* The problem: Copy out the Harpagodes text in full, word for word.

--- Study text Enclosed Below ---

Extinct genus of gastropods

Harpagodes is an extinct genus of fossil sea snails, marine gastropod mollusks in the family Harpagodidae.

==Selected species==
These are some of the species within the genus Harpagodes.
- Harpagodes americanus †
- Harpagodes aranea (d'Orbigny, 1850)
- Harpagodes beaumontiana (d'Orbigny, 1843) †
- Harpagodes desori (Pictet & Campiche, 1864) †
- Harpagodes ignobilis (Morris & Lycett, 1851) †
- Harpagodes incertus †
- Harpagodes japonicus †
- Harpagodes matheroni †
- Harpagodes mexicanus †
- Harpagodes nodosus (J. de C. Sowerby, 1823) †
- Harpagodes oceani †
- Harpagodes pelagi (Brongniart, 1821) †
- Harpagodes ribeiroi Choffat, 1886 †
- Harpagodes rupellentis †
- Harpagodes sachalinensis Yabe & Nago, 1925 †
- Harpagodes shumardi (Hill) †
- Harpagodes thirriae (Contejean) †
- Harpagodes valcuii †
- Harpagodes wrightii (Morris & Lycett, 1851) †

==Description==
"Shell obconic or ovate-conoid, with the spire moderately elevated, the canal produced into a long boldly recurved towards the left, and the labrum (...) spiniform digitations. Whorls convex or flat between the angle and the suture, spirally ribbed, with larger rib-like angular, median, and anterior fascioles (and sometimes post-angular), each emitting long spiniform digitations; and with a sutural canaliculate digitation accumbent on the spire, continued and recurved backwards." (Original description of Harpagodes by Gill, 1870).

--- End of Enclosed Study text ---
--- Data shown Enclosed Below ---

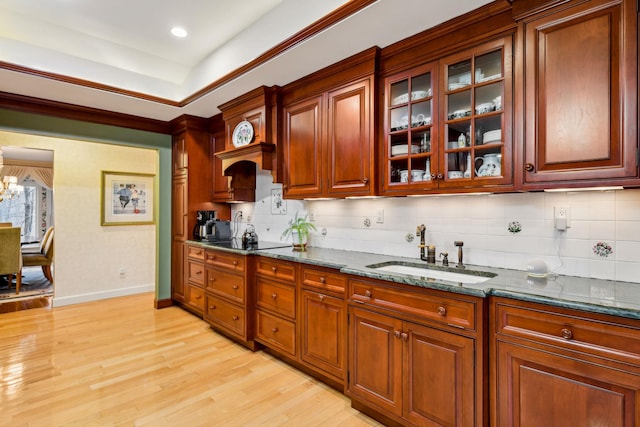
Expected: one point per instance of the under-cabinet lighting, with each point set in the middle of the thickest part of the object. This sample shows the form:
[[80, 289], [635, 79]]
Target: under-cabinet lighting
[[568, 190], [450, 194]]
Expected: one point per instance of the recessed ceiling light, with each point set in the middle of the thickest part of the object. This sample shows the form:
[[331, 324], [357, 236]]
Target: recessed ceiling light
[[179, 32]]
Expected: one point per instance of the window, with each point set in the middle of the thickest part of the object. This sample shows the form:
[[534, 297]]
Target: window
[[22, 211]]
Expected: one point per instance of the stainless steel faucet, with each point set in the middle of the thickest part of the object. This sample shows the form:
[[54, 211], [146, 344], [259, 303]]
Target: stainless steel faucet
[[431, 249]]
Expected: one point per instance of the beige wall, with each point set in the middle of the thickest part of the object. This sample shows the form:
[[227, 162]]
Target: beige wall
[[89, 257]]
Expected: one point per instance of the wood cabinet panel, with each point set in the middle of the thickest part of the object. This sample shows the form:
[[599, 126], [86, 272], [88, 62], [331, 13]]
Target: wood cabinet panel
[[230, 317], [276, 269], [323, 280], [229, 285], [196, 272], [580, 94], [277, 297], [195, 297], [377, 380], [302, 148], [276, 332], [349, 139], [225, 260], [440, 309], [323, 333]]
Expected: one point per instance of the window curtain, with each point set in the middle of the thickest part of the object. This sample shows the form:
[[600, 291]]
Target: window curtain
[[41, 175]]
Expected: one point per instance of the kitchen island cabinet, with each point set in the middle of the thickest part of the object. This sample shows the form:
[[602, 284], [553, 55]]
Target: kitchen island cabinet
[[563, 367], [579, 80], [416, 357]]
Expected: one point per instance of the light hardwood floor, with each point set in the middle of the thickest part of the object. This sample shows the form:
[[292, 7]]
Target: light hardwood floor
[[120, 362]]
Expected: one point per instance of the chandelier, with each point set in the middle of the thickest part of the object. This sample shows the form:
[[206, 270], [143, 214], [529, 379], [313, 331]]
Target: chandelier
[[9, 187]]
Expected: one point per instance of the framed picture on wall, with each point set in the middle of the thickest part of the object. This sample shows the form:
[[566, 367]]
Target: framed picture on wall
[[127, 198]]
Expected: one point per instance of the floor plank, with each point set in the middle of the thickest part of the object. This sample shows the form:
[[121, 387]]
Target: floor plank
[[120, 362]]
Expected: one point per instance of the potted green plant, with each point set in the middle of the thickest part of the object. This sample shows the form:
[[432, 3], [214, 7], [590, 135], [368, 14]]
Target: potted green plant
[[299, 228]]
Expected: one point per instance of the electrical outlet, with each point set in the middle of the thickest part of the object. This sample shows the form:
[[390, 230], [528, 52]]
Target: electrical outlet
[[561, 218]]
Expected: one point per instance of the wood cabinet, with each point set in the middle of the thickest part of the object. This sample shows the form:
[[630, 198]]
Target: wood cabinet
[[579, 92], [416, 357], [448, 123], [563, 367], [229, 304], [323, 321], [190, 191], [328, 131], [276, 305], [194, 290]]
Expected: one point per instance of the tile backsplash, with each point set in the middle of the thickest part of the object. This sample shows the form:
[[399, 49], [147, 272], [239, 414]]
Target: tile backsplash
[[602, 239]]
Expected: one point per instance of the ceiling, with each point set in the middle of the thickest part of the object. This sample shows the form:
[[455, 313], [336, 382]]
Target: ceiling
[[119, 55]]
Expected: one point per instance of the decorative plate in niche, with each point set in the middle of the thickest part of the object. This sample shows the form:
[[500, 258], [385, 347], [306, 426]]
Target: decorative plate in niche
[[514, 227], [602, 249]]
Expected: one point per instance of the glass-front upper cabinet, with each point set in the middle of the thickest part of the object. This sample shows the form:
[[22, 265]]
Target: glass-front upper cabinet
[[476, 88], [409, 129], [448, 123]]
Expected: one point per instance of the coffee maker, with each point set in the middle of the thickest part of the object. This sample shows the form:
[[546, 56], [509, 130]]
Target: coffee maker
[[200, 229]]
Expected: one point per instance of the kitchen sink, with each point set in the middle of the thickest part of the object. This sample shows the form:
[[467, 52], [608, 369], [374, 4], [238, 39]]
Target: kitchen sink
[[428, 273]]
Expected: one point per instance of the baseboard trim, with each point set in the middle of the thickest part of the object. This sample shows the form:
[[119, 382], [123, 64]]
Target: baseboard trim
[[96, 296], [163, 303]]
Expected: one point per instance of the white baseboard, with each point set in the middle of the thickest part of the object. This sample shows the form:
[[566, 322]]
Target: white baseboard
[[95, 296]]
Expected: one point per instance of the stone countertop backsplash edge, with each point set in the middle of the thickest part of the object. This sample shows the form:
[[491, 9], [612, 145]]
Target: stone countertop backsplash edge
[[579, 293]]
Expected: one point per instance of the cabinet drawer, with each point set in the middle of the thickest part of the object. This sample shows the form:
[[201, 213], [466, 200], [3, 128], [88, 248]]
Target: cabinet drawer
[[195, 252], [226, 284], [195, 297], [599, 335], [226, 260], [225, 314], [276, 332], [324, 280], [196, 272], [427, 306], [276, 269], [276, 297]]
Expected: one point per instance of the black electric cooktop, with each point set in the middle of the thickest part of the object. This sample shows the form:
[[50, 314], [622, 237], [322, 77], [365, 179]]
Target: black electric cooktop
[[237, 244]]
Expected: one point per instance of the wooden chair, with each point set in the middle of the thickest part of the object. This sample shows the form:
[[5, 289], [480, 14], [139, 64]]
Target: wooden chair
[[42, 258], [10, 255]]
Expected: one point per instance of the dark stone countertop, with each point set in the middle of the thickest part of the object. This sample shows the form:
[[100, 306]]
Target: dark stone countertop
[[591, 295]]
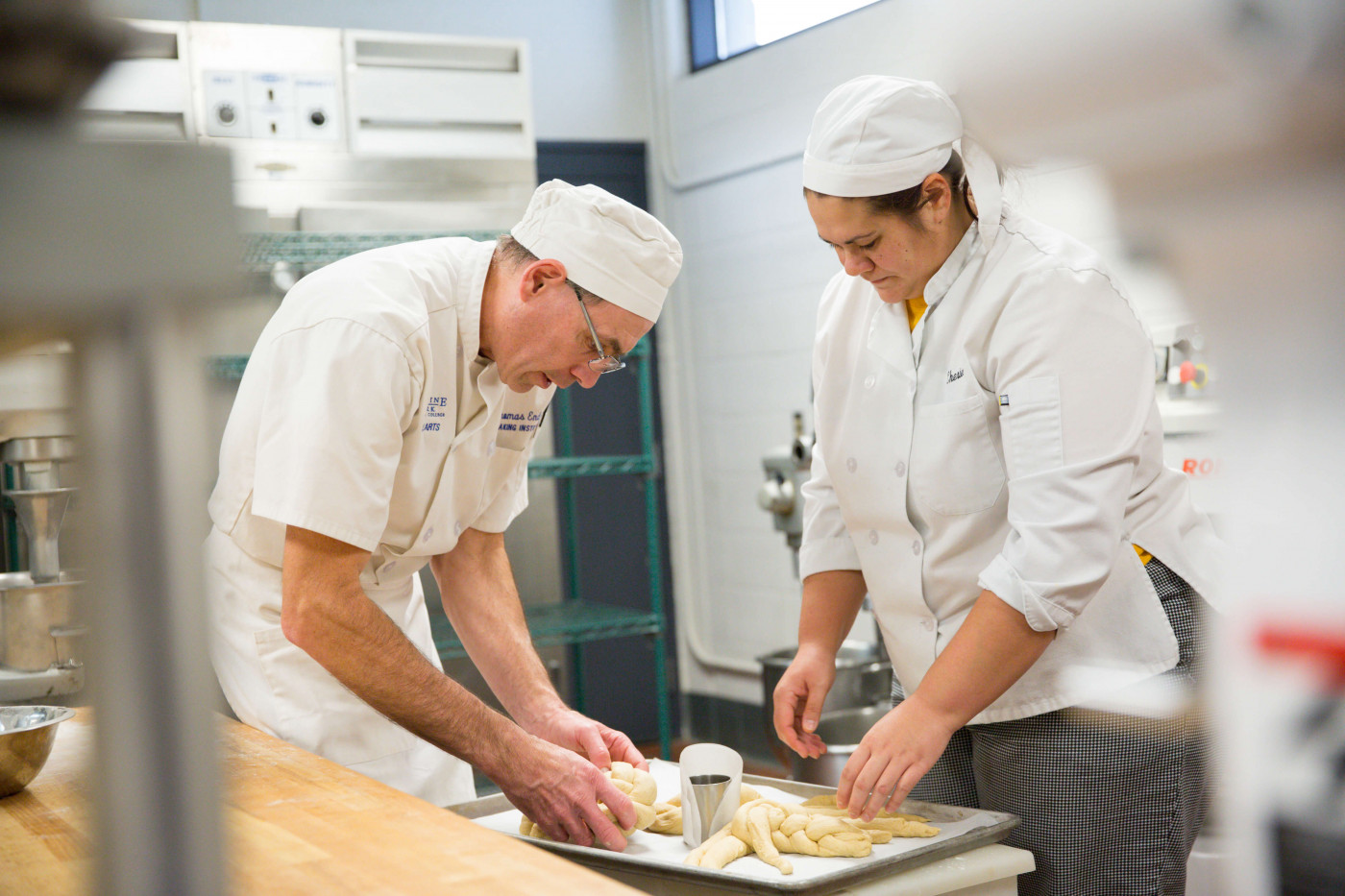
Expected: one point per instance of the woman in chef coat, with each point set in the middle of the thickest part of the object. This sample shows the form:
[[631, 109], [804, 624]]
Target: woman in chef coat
[[989, 472]]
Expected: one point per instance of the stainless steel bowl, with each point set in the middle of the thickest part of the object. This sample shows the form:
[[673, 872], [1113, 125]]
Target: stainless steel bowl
[[841, 732], [26, 738]]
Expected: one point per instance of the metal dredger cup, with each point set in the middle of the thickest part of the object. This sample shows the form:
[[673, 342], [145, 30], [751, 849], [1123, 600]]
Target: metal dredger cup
[[712, 778]]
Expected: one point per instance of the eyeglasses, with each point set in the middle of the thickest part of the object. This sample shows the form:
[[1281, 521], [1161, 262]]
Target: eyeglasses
[[604, 362]]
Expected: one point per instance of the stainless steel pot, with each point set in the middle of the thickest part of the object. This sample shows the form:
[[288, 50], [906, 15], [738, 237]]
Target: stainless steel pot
[[26, 736], [841, 732], [864, 678]]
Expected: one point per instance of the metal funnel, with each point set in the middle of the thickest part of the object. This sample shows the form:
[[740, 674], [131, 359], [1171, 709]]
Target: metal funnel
[[42, 512]]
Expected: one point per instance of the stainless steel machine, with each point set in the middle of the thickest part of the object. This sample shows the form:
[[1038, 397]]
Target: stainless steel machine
[[40, 624], [863, 687]]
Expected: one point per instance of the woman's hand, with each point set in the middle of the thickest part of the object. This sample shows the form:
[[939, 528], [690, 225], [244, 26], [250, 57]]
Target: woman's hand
[[892, 759], [575, 731], [797, 700]]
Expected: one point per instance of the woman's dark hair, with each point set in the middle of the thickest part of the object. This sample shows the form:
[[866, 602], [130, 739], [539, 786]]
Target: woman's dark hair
[[905, 204]]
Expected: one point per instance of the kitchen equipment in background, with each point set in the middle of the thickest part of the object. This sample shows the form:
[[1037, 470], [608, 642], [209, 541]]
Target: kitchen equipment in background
[[864, 671], [26, 738], [786, 472], [40, 635], [335, 130], [841, 731], [864, 680]]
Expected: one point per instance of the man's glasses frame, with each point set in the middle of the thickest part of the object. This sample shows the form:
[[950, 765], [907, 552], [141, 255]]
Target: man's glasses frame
[[604, 362]]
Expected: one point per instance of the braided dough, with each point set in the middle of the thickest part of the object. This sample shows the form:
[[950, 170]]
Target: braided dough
[[894, 824], [634, 782], [770, 828]]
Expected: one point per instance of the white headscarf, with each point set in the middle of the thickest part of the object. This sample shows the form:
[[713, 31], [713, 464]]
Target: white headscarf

--- End of Enclosed Data shown ---

* Solved problem:
Extinct genus of gastropods

Harpagodes is an extinct genus of fossil sea snails, marine gastropod mollusks in the family Harpagodidae.

==Selected species==
These are some of the species within the genus Harpagodes.
- Harpagodes americanus †
- Harpagodes aranea (d'Orbigny, 1850)
- Harpagodes beaumontiana (d'Orbigny, 1843) †
- Harpagodes desori (Pictet & Campiche, 1864) †
- Harpagodes ignobilis (Morris & Lycett, 1851) †
- Harpagodes incertus †
- Harpagodes japonicus †
- Harpagodes matheroni †
- Harpagodes mexicanus †
- Harpagodes nodosus (J. de C. Sowerby, 1823) †
- Harpagodes oceani †
- Harpagodes pelagi (Brongniart, 1821) †
- Harpagodes ribeiroi Choffat, 1886 †
- Harpagodes rupellentis †
- Harpagodes sachalinensis Yabe & Nago, 1925 †
- Harpagodes shumardi (Hill) †
- Harpagodes thirriae (Contejean) †
- Harpagodes valcuii †
- Harpagodes wrightii (Morris & Lycett, 1851) †

==Description==
"Shell obconic or ovate-conoid, with the spire moderately elevated, the canal produced into a long boldly recurved towards the left, and the labrum (...) spiniform digitations. Whorls convex or flat between the angle and the suture, spirally ribbed, with larger rib-like angular, median, and anterior fascioles (and sometimes post-angular), each emitting long spiniform digitations; and with a sutural canaliculate digitation accumbent on the spire, continued and recurved backwards." (Original description of Harpagodes by Gill, 1870).